▸ PROBLEM STATEMENT
Copy out every line of the items below that contains the string "computer".

++++ MATERIAL FOR THE TASK

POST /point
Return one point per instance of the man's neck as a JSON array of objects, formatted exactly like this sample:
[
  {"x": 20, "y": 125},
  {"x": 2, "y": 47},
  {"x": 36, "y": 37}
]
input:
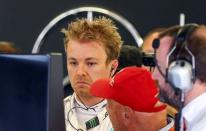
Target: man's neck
[
  {"x": 88, "y": 102},
  {"x": 197, "y": 89}
]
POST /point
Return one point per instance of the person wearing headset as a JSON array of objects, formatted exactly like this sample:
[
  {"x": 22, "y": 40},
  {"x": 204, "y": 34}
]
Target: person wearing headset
[
  {"x": 181, "y": 74},
  {"x": 92, "y": 49},
  {"x": 148, "y": 51},
  {"x": 133, "y": 103}
]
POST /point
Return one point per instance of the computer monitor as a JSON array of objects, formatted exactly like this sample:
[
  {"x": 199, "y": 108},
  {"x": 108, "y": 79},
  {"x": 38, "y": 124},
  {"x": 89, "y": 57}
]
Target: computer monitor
[{"x": 31, "y": 92}]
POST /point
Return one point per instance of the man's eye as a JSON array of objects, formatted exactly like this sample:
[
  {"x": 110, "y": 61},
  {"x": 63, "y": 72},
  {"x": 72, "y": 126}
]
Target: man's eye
[
  {"x": 73, "y": 63},
  {"x": 91, "y": 63}
]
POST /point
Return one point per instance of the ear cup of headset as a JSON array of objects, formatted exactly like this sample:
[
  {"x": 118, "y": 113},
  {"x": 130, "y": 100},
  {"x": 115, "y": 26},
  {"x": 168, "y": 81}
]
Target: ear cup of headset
[
  {"x": 181, "y": 70},
  {"x": 180, "y": 75}
]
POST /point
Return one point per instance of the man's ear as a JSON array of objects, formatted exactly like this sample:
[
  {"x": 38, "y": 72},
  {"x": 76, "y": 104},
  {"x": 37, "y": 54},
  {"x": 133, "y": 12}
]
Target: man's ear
[{"x": 114, "y": 65}]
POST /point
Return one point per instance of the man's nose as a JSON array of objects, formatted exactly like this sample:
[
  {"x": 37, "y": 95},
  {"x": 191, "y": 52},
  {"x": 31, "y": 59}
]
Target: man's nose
[{"x": 81, "y": 70}]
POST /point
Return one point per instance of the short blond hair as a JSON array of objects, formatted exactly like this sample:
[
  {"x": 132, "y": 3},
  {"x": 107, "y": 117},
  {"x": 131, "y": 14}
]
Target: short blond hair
[{"x": 100, "y": 29}]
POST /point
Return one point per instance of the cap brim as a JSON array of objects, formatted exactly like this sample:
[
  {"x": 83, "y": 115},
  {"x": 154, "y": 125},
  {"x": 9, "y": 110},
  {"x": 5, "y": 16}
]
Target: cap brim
[{"x": 101, "y": 88}]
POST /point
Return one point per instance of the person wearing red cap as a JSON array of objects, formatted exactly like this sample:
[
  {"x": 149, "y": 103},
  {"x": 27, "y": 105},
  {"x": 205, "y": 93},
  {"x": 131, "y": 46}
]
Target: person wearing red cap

++++++++

▸ COMPLETED EXERCISE
Return one point per instance of the computer monitor as a JSON array of objects, formatted exactly like this sample:
Target: computer monitor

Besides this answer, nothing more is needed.